= TEKS =
= = = = = = =

Schulze Delitzcsh, seorang Hakim yang mengambil inisiatif serupa dengan memberi modal awal bagi berdirinya koperasi kredit (Volkbank) di Jerman. Alfonso Desjandin, seorang wartawan terkemuka dan juga seorang anggota parlemen yang aktif membantu koperasi kredit di Kanada. Kemudian E.A Filene, seorang pedagang kaya yang dengan caranya sendiri menunjukan keberpihakkanya pada orang kecil dan usaha kecil melalui pendidikan pengorganisasian yang kemudian ia namakan “Credit

Union” atau kumpulan orang-orang yang saling percaya di Madison, Wiconsin, USA.

 

Para perintis-perintis koperasi tersebut telah pula memberikan satu landasan ide, etika dan prinsip dasar yang kokoh bagi para penerus-penerusnya yang kemudian kita kenal sebagai nilai-nilai dan prinsip koperasi sebagai identitas koperasi dunia. Suatu pedoman terutama untuk menentukan strategi dan sebagai alat ukur dalam pencapaian komunitas atau organisasi secara bertahap dan berkelanjutan menuju sistem masyarakat partisipatif yang berkeadilan sebagaimana dicita-citakan oleh koperasi awal.

 

Penulis berpendapat ide kooperativisasi ini bertentangan dengan nilai, prinsip dan jati diri koperasi. Koperasi dibangun atas swadaya bersama, oleh karena itu secara bersama-sama anggota memiliki cita-cita yang sama, kepentingan yang sama dan usaha dikelola bersama.

 

Mari kita lihat landasan utama diadakannya kongres ICA tahun 1995 yang bertepatan 100 tahun berdirinya koperasi Rochdale. Kongres ICA ini adalah bentuk dari kerisauan dari fenomena  yang terjadi di dunia di mana terjadi kecenderungan penyelewengan terhadap jati diri koperasi di berbagai negara.

 

Beberapa bentuk penyelewengan yang terjadi saat itu antara lain, terjadi penyelewengan di Eropa Timur, koperasi kehilangan dominasi karena kuatnya campur tangan pemerintah, penyelewengan di Eropa Barat dan Amerika Serikat dengan pergeseran dari perkumpulan orang-orang menjadi perkumpulan modal dan penyelewengan di negara-negara berkembang dengan pergeseran dari prinsip kemandirian menjadi ketergantungan kepada bantuan dan inisiatif pemerintah.

 

Penulis memaknai ide kooperativisasi BUMN jika betul-betul dilakukan dengan kebijakan pemerintah sama saja dengan mematikan koperasi. Koperasi berdiri atas inisiatif individu untuk sefl help. Nilai-nilai koperasi yang luhur yang datang dari bawah hilang karena adanya gift pemerintah.

 

Tentu kita masih ingat kebijakan top down dalam pengembangan koperasi di masa orde baru, niat bagus untuk mengembangkan koperasi justru ternoda oleh banyak moral hazard dari pelaku koperasi saat itu. Kita tidak bisa melupakan sejarah begitu saja.

= = = = = = =

= CUPLIKAN DATA =
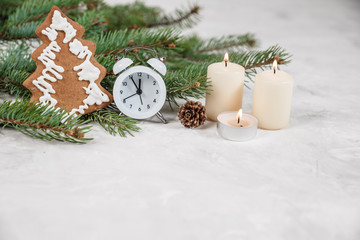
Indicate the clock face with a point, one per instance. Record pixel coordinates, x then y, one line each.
139 92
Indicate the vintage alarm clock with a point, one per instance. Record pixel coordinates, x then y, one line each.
139 91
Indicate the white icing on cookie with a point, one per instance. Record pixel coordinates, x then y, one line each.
47 57
87 72
59 23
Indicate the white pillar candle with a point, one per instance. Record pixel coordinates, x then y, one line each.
226 90
272 98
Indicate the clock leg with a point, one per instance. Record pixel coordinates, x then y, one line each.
161 117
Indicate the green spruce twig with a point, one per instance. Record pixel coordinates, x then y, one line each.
114 123
40 121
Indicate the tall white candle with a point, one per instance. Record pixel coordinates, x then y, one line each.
272 98
226 90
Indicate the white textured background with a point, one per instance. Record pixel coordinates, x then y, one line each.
172 183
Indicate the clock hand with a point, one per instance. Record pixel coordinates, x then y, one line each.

= = = = = = =

= TUJUAN TUGAS =
Tulis lanjutan teks tentang jati diri koperasi dan campur tangan pemerintah, dimulai sesudah kalimat terakhirnya.

= KELUARAN YANG DIHARAPKAN =
 

Coba kita lihat pesatnya perkembangan koperasi kredit atau credit union di tanah air. Awal mula kehadirannya CU yang tidak mendapatkan ijin pemerintah, tetapi dengan semangat kuat swadaya mereka saat ini mampu mengakumulasi lebih dari 4 juta anggota.

 

Besarnya CU karena ia dilandasi dengan 5 pilar koperasi, pertama swadaya. Credit Union tidak mendapatkan modal dari lembaga lain, melainkan menghimpun dananya melalui simpanan anggota dan hanya memberikan pinjaman kepada anggota yang berwatak baik. Kedua, setia Kawan (solidaritas). Credit Union merupakan kumpulan orang yang saling percaya, sehingga kesetiakawanan sosial antar anggota sangat diperlukan untuk menjaga kelangsungan hidupnya.

 

Pilar ketiga, pendidikan. Credit Union memberikan pendidikan untuk menyadarkan atau membebaskan anggota dari kesulitan ekonomi, agar anggota memiliki pola pikir positif dalam mengelola keuangan untuk meningkatkan harkat hidup. Keempat, inovasi. Salah satu poin penting dalam perkembangan Credit Union adalah inovasi. Inovasi diperlukan sebagai jalan menuju kemajuan yang berkelanjutan untuk semakin memenuhi tuntutan zaman. 

 

Pilar kelima, persatuan. Credit Union satu dengan yang lainnya saling terhubung dengan ikatan pemersatu yang sama, kerjasama antar Credit Union dapat memperkuat gerakan koperasi kredit sehingga semakin dapat memudahkan memperkuat sosial ekonomi semua anggota kopdit.

 

Adanya ide dasar kooperativisasi, penulis melihat ada upaya instant untuk membangun koperasi yang sebetulnya akan lepas dari prinisp, nilai, dan jati diri koperasi. Mari kita kembali dengan ide dasar kongres di Manchester Inggris untuk dapat menjawab dua tema pokok yakni kembali pada nilai dan jati diri koperasi dan menempatkan koperasi sebagai badan usaha atau perusahaan (enterprise) dengan pengelolaan demokratis dan pengawasan bersama atas keanggotaan yang terbuka dan sukarela. Jalan ini tentu bukan dengan kooperativisasi BUMN menjadi koperasi tetapi dengan membangun koperasi yang telah ada dengan konsep pengelolaan Good Cooperative Governance (GCG).

Gerakan koperasi koperasi Indonesia harus kembali pada nilai menjunjung tinggi etika (ethical values) yaitu : kejujuran, keterbukaan, tanggung jawab sosial dan kepedulian kepada pihak lain (honesty, openness, social responsibility and caring of others (ICA, 1995).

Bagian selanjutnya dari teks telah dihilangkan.